** Passage shown follows **
Even before the news about our loss went out, people here were taking stock of what we had on the ship and making plans for ways to carry on with our research. By evening, we launched the ship’s CTD rosette, a workhorse ocean science instrument that measures conductivity (which provides salinity), temperature, and depth, to gather water samples down to 5,000 meters and record chlorophyll levels in the upper water column. These will give us an idea of how much primary production (photosynthesis) is occurring in the surface and possibly a way to trace the path of food from the surface to the deep seafloor.
Today [Sunday], we set about our return to science in earnest. This morning, small teams disassembled and inspected the glass flotation spheres that bring instruments back to the surface. (We do this after every deployment, but today it felt extra-critical.) Another group assembled a new fish trap from spare parts. This will allow us to make more deployments up the side of the trench to explore the biogeographic transition zone over which fish suddenly disappear from the seafloor. We are now working our way up the western side of the Kermadec Trench, so fish we collect here will be compared to those we collected down the axis of the trench to address the question of whether both communities are genetically linked. We know the fish don’t move much deeper, but how much do they migrate along the depth to which they seem to be confined?
** End of Passage shown **
• What the exercise asks:
Continue the account of the research cruise in the Kermadec Trench from its last sentence, keeping the same voice.
** Given data follows **
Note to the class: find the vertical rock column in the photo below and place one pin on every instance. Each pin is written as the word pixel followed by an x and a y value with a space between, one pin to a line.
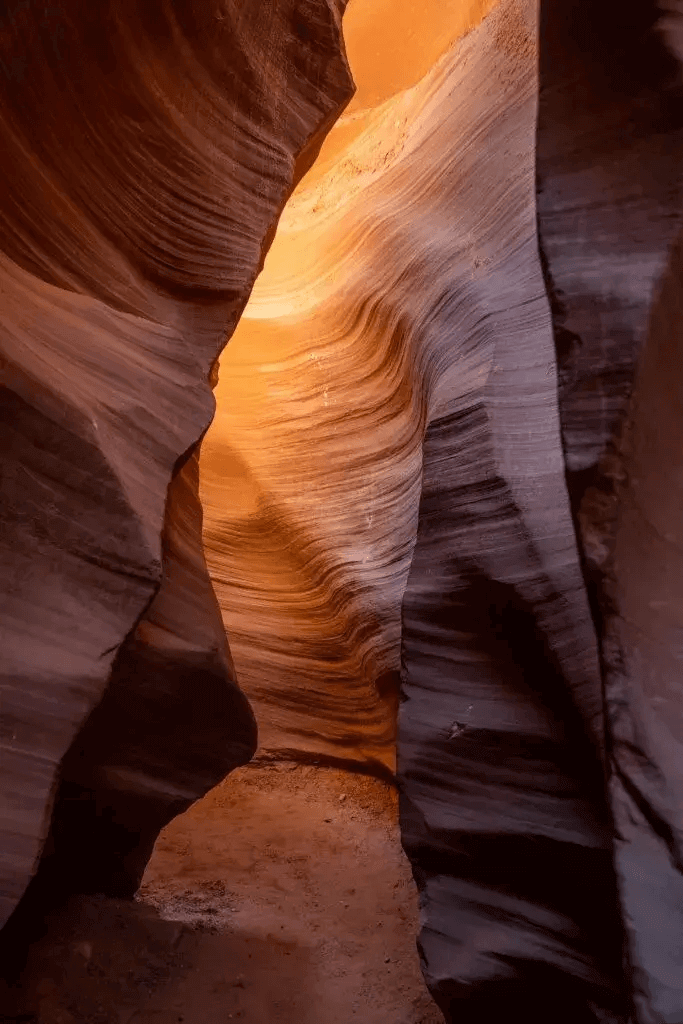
** End of Given data **
• Task result:
The respirometer mounted on the hadal elevator ran experiments with specimens placed in it by Nereus. Because those experiments are no longer possible, the researchers took the respirometer and other equipment off the lander and added Niskin bottles to convert it into a “hadal water sampler.” A new core sampler was also installed on the hadal lander. These two instruments—the water bottles and coring device—plus the CTD will allow us to gather additional data for the microbiologists and macrobiologists, who want to study the microbes, plankton, and the food supply falling from the surface to hadal depths. You’ll learn more about that in a coming post, but, briefly, they are interested in some of the most basic questions about life in the trenches, including how much of what kinds of food makes it to hadal depths, the abundance and diversity of microbial life in deep-ocean sediments that arise as a result, and the adaptations they have evolved to thrive in the trenches.
By dinner, we had both fish traps and the elevator in the water and headed to the seafloor at depths of around 7,000 meters. We also had a lucky break today and collected some pumice floating past the ship. Pumice is volcanic rock that resembles solid foam. It contains air bubbles that were trapped when the molten rock cooled rapidly after eruption. Many specimens of pumice actually float. The pieces we found today turned out to be tiny rafts of life carrying several different organisms, including crabs, barnacles, anemones, hydroids, and amphipods. As we discovered on our 8,000-meter dive, these rafts can eventually sink, providing yet another pathway for food to reach the deep ocean. Out here, underwater volcanoes are common as they are near most trenches. This means pumice formed during eruptions could constitute yet another way for food to circulate to the deep ocean. But how much, no one knows. This is new territory.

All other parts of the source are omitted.